§ **Short exercise**
Lay out the items from the line with "shape [[405, 232]]." up to and including the line with "249], [496, 296]]" as a Markdown table with the columns Row and Line. Give each line its own numbered row and leave out blank lines.

(Pointing items for named objects)
**********

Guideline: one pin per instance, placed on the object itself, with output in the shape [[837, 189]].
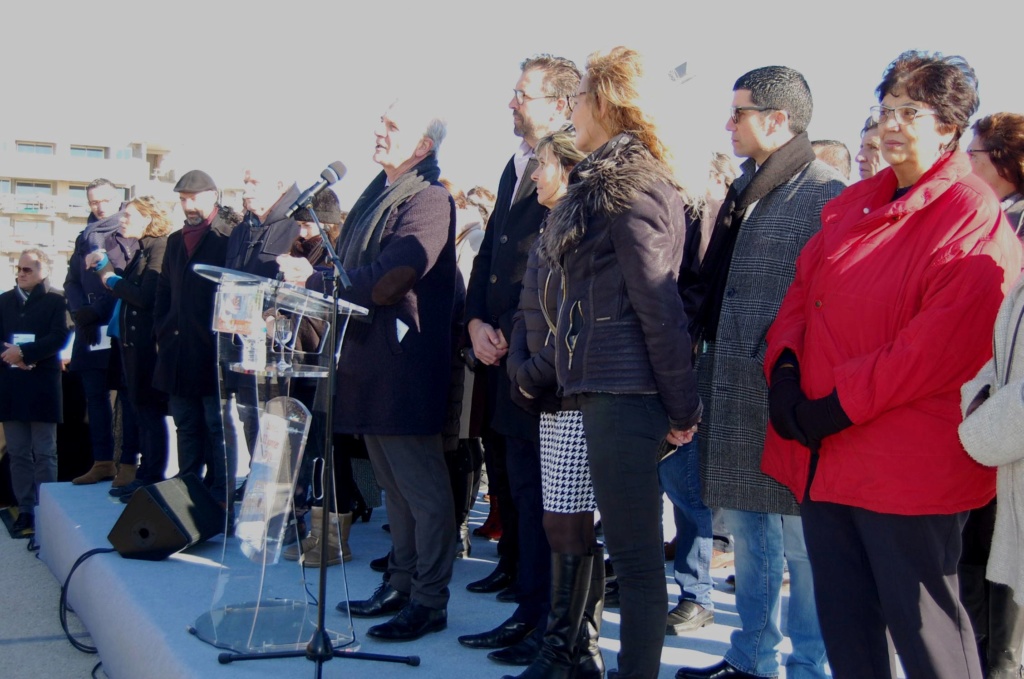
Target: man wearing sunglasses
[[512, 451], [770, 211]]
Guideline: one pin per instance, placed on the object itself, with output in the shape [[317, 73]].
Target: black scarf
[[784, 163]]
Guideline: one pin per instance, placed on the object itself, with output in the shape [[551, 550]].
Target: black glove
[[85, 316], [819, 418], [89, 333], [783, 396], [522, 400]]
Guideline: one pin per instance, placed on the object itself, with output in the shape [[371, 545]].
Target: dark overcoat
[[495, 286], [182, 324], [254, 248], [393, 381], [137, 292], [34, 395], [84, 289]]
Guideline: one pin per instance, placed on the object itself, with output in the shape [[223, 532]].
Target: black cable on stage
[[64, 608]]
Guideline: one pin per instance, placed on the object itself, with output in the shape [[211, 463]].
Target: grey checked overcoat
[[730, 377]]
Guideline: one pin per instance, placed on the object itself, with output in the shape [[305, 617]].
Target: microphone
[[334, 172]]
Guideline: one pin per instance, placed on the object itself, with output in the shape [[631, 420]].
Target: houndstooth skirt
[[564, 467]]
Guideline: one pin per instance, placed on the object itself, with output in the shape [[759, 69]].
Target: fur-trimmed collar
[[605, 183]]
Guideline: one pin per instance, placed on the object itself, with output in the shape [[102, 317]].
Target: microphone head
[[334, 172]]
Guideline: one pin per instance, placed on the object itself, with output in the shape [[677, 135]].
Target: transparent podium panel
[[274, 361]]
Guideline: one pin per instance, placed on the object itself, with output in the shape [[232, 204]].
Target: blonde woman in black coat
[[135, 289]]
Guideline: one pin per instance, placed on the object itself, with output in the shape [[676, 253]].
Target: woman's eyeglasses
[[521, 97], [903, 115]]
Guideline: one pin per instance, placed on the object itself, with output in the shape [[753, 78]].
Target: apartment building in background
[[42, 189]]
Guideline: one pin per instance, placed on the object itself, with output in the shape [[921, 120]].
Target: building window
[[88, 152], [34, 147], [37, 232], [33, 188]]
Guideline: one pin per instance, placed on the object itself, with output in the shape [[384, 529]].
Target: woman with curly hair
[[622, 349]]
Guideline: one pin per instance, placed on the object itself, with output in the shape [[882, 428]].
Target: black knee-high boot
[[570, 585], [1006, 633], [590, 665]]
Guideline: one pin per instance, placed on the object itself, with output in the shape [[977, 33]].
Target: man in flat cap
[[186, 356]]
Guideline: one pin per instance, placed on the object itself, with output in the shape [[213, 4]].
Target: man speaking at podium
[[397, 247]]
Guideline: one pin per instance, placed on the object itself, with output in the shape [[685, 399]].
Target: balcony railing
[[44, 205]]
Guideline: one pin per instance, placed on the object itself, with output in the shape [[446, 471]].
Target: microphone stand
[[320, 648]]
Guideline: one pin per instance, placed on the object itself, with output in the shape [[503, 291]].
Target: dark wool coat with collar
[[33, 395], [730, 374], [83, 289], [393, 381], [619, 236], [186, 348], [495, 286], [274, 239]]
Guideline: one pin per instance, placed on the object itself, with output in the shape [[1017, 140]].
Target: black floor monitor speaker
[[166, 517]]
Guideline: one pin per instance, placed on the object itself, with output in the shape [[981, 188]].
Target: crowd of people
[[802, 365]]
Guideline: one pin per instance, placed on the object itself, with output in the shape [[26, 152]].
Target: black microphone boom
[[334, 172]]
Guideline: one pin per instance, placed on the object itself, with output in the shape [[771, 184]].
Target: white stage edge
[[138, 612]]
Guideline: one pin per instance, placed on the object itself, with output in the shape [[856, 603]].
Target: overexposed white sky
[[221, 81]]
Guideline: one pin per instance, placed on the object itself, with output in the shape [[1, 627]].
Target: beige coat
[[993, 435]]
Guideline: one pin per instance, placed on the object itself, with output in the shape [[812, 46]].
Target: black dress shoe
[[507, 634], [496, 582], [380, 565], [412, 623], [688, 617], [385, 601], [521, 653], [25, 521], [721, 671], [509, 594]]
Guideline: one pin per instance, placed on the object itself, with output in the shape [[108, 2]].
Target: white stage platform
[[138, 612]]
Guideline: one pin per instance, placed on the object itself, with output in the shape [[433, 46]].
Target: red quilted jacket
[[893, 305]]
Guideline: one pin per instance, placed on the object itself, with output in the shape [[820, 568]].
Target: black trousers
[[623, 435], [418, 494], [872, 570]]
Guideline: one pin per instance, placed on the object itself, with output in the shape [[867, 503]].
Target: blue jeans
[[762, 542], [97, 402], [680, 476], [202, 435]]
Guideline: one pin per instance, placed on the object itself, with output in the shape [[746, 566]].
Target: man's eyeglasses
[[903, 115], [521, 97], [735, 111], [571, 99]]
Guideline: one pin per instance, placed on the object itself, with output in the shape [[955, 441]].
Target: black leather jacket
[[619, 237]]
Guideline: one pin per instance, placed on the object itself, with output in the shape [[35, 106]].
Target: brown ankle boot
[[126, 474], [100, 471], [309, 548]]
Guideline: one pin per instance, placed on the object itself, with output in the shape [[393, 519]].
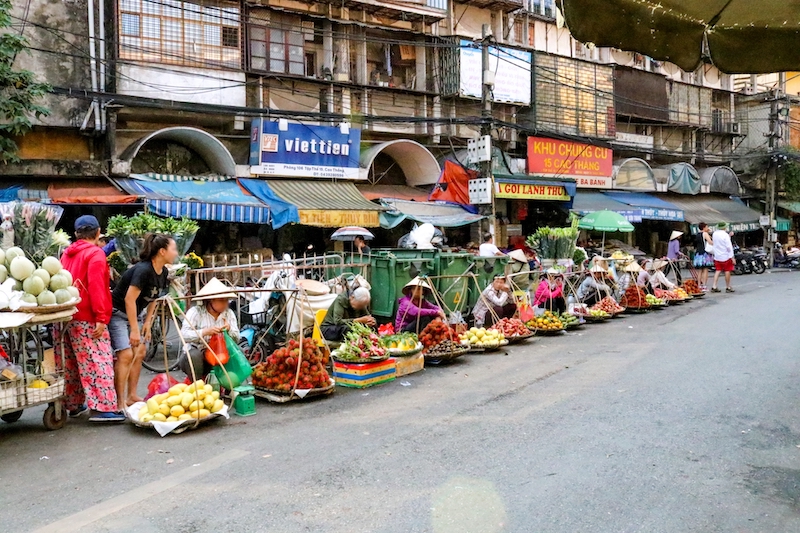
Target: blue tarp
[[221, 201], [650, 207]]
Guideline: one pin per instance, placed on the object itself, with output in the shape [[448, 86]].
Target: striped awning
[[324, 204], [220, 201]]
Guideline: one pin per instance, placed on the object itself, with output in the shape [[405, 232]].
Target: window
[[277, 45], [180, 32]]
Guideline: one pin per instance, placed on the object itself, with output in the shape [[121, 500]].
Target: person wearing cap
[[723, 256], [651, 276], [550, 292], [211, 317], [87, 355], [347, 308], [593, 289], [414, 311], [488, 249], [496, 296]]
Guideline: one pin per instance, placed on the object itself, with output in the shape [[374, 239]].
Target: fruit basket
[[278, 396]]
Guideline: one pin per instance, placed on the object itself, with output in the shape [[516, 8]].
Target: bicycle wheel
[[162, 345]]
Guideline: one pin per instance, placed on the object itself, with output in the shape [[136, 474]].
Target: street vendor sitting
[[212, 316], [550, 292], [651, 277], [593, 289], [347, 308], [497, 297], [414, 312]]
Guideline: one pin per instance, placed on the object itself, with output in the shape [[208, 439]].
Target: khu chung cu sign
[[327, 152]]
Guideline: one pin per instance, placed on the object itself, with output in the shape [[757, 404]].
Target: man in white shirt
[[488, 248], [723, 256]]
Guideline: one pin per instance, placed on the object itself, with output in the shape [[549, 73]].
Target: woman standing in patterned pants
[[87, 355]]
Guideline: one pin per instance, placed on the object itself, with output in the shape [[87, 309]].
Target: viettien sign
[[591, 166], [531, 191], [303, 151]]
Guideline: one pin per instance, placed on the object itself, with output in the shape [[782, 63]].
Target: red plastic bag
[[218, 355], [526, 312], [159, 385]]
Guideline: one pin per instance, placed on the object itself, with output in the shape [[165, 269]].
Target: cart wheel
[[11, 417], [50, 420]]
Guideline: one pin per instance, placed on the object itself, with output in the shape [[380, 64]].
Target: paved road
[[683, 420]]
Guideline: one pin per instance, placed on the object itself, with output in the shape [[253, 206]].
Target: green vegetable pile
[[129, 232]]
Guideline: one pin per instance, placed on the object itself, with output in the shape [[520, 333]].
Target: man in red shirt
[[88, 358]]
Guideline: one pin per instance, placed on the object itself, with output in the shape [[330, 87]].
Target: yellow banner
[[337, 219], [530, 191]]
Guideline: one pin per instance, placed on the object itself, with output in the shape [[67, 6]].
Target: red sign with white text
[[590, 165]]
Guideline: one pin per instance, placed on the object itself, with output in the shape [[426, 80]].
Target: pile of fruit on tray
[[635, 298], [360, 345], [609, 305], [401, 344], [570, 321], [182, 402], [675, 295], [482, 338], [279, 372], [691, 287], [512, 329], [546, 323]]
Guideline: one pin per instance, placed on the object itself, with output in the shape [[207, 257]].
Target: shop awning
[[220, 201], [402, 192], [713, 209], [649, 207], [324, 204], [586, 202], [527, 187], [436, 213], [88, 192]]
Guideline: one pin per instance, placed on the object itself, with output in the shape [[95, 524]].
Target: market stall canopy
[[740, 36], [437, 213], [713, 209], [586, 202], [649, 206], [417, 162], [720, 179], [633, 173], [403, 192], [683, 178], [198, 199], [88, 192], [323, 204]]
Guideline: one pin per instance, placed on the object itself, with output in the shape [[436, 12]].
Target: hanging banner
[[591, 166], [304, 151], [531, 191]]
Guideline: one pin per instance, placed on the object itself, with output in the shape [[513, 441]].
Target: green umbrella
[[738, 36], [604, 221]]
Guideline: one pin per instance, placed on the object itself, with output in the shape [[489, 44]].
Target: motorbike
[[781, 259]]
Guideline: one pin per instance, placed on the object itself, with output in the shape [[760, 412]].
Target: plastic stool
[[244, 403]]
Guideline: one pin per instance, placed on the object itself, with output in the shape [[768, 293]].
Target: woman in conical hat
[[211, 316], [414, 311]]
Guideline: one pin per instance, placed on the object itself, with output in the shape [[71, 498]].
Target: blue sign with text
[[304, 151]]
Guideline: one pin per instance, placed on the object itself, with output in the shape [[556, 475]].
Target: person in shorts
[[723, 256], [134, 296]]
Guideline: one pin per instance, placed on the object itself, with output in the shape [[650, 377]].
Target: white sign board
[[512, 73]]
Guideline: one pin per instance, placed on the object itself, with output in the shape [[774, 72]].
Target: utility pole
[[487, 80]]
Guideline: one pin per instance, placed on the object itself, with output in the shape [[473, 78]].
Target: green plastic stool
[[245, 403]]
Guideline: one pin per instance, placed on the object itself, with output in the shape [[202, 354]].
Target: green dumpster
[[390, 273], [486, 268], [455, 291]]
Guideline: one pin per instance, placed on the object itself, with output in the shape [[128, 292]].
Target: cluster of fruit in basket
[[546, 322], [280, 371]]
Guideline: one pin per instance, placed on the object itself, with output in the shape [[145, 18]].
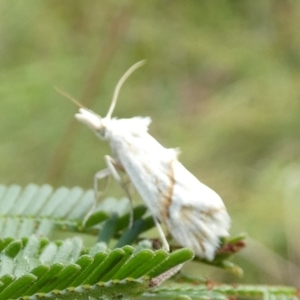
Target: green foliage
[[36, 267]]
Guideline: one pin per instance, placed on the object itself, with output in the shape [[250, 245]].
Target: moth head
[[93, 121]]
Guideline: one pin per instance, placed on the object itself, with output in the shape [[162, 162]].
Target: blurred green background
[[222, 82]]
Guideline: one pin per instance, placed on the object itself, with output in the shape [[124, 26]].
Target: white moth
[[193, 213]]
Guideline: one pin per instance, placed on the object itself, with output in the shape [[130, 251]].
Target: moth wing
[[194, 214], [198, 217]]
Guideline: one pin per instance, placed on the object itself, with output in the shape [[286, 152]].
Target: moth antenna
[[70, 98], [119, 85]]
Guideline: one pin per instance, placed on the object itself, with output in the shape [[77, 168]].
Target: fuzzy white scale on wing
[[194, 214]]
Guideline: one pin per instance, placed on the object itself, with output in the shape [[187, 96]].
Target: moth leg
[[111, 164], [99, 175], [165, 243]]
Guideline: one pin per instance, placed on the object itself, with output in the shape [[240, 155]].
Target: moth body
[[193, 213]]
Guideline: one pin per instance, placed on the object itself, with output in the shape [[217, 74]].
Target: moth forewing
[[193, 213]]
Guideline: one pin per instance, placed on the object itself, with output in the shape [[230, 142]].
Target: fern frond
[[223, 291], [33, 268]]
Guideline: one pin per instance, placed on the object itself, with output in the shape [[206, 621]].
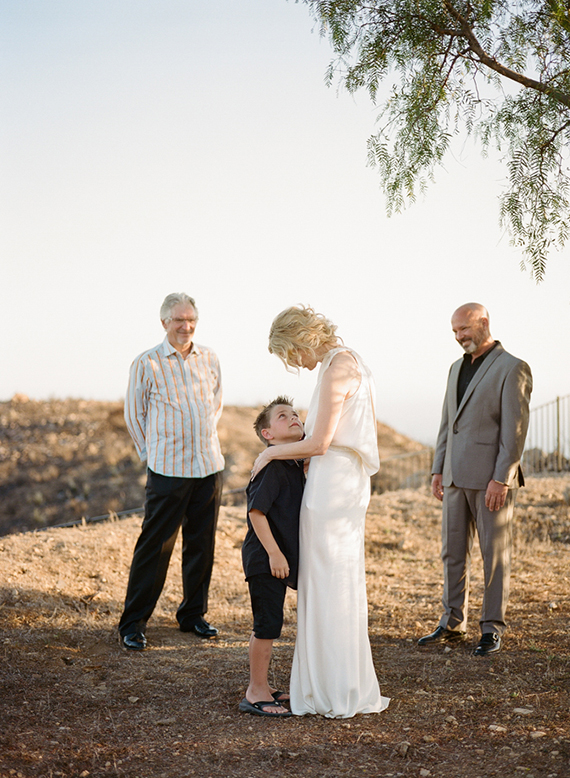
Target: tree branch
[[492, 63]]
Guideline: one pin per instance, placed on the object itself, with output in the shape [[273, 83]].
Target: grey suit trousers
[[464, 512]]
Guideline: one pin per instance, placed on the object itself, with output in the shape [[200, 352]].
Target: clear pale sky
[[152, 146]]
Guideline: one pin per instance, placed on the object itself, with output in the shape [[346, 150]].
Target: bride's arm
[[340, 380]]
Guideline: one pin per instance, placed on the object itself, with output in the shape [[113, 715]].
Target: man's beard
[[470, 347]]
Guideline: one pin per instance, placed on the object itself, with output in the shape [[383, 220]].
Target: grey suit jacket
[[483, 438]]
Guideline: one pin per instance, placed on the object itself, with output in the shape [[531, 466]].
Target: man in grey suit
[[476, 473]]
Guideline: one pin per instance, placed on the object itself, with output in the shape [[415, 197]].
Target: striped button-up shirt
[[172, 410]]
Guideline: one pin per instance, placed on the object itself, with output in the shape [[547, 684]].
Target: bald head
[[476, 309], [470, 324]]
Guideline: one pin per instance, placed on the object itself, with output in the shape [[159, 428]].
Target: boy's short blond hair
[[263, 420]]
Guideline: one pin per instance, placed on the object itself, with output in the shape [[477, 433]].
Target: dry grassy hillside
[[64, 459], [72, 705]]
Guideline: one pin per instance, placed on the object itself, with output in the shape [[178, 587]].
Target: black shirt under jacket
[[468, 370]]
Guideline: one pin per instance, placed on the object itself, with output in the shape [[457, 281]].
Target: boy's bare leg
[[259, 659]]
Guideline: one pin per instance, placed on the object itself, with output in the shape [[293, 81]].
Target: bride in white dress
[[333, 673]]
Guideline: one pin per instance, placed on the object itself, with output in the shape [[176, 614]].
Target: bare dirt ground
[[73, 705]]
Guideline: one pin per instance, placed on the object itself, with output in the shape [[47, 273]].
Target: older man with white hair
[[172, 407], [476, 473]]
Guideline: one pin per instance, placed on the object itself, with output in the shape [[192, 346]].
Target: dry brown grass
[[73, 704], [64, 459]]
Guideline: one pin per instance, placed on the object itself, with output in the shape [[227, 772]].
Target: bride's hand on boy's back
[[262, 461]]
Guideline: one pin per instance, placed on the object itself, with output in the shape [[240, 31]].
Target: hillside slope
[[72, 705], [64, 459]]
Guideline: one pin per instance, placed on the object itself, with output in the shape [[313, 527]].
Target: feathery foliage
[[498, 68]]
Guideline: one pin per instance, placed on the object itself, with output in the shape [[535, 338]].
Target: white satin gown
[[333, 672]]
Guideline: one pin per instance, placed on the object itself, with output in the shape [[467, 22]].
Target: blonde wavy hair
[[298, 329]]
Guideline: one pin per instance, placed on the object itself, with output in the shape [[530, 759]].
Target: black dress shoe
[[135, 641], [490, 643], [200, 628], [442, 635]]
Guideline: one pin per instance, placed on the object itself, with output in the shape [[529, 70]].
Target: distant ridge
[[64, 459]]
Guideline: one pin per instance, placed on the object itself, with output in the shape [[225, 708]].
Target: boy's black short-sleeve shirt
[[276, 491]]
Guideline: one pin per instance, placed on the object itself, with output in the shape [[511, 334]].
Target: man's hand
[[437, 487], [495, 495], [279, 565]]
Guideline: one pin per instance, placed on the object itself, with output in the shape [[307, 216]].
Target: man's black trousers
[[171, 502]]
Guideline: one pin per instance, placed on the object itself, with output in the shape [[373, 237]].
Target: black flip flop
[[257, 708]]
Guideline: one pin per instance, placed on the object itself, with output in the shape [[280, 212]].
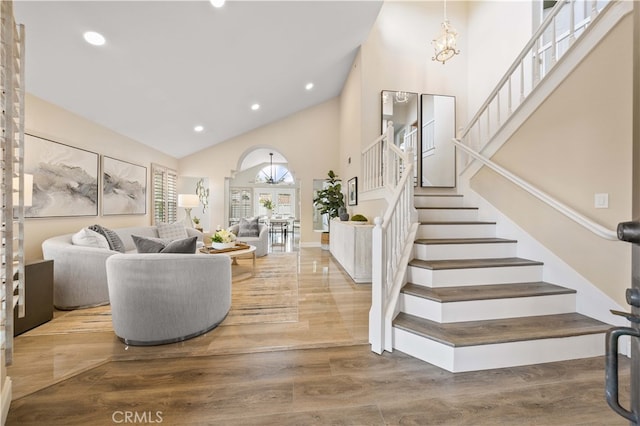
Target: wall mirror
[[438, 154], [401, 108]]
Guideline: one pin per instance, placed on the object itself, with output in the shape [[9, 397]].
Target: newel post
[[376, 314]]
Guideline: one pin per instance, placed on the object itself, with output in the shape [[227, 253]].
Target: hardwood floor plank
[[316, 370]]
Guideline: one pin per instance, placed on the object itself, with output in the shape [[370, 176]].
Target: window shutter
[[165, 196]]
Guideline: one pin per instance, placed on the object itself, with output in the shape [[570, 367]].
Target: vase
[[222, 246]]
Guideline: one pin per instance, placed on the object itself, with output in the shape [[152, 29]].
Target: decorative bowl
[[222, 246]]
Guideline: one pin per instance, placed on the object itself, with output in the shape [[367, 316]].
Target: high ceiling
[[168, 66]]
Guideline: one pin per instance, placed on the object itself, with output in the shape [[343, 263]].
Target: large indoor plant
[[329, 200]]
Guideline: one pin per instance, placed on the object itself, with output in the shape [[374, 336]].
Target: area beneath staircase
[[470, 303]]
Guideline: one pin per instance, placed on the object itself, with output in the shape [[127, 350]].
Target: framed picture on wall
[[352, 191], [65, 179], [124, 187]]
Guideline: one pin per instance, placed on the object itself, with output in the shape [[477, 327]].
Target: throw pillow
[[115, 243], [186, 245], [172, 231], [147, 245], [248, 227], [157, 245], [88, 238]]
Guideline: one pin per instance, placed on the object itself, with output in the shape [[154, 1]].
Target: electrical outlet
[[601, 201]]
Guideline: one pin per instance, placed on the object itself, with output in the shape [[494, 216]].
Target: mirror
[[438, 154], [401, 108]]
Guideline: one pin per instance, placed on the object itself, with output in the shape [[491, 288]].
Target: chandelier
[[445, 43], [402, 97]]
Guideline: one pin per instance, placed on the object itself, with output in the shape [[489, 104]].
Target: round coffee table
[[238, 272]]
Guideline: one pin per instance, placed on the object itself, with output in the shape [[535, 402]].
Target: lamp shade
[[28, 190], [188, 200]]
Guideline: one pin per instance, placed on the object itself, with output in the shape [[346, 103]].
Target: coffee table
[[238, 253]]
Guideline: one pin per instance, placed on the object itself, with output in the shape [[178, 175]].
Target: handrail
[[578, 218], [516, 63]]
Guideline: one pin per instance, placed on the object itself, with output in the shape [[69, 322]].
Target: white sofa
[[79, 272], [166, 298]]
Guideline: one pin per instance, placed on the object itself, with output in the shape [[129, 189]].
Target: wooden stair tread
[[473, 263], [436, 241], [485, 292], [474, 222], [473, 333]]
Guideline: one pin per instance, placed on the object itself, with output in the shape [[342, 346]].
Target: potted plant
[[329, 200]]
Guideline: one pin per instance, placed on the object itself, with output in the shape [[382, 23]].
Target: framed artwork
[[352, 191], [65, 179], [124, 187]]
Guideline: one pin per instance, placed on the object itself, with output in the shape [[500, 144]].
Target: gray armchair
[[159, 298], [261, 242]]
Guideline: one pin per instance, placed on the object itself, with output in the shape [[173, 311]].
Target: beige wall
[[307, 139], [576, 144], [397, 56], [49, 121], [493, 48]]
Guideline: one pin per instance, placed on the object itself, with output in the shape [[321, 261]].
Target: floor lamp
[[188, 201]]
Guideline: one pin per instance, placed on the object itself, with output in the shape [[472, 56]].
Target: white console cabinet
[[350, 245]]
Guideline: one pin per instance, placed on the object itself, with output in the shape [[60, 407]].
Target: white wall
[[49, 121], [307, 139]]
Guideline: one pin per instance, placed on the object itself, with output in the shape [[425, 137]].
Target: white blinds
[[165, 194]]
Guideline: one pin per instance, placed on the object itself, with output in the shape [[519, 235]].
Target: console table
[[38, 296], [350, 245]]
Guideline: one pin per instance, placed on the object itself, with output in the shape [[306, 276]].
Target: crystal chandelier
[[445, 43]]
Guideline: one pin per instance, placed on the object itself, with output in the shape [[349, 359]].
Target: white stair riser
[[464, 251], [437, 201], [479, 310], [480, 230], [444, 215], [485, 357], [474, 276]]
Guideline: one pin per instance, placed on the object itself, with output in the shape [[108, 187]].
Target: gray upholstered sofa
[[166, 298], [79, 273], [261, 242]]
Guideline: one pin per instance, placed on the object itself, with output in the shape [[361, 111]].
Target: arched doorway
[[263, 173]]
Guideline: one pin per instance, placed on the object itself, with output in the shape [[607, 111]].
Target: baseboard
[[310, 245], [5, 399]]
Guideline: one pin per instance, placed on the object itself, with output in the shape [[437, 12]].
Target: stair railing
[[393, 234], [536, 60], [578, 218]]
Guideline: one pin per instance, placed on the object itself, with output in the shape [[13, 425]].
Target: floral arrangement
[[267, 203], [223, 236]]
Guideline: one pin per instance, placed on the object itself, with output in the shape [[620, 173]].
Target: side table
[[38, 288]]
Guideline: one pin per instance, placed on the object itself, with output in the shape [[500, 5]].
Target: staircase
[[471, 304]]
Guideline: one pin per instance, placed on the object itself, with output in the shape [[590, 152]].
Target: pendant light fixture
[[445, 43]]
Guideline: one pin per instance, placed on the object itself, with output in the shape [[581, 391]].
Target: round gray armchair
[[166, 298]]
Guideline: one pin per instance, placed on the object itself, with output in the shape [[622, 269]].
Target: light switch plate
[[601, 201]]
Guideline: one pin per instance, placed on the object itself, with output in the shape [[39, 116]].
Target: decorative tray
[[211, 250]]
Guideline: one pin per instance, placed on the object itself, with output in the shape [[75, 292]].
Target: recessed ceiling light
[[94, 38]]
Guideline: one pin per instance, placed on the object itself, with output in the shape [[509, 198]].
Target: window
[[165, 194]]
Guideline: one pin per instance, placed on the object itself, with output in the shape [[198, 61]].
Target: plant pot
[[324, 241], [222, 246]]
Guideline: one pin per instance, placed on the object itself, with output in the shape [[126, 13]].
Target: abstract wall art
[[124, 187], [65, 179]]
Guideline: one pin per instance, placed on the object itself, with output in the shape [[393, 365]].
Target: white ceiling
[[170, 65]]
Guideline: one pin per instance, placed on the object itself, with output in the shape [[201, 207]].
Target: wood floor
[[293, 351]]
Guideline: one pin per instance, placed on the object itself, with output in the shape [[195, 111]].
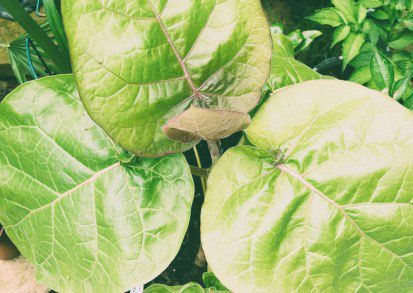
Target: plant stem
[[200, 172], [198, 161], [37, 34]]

**********

§ **Solved problem**
| Row | Line |
|---|---|
| 1 | Guideline: one pin per instance, placed on the object itself, with output in the shape [[405, 232]]. |
| 2 | Target: window |
| 3 | [[277, 45], [180, 32]] |
| 4 | Guideline: one pin per instance, placed on the object itself, with output in the shape [[121, 500]]. |
| 5 | Target: person wearing cap |
| 6 | [[723, 256], [651, 276], [550, 292], [211, 317], [87, 355], [347, 308], [593, 289], [414, 311], [488, 249], [496, 296]] |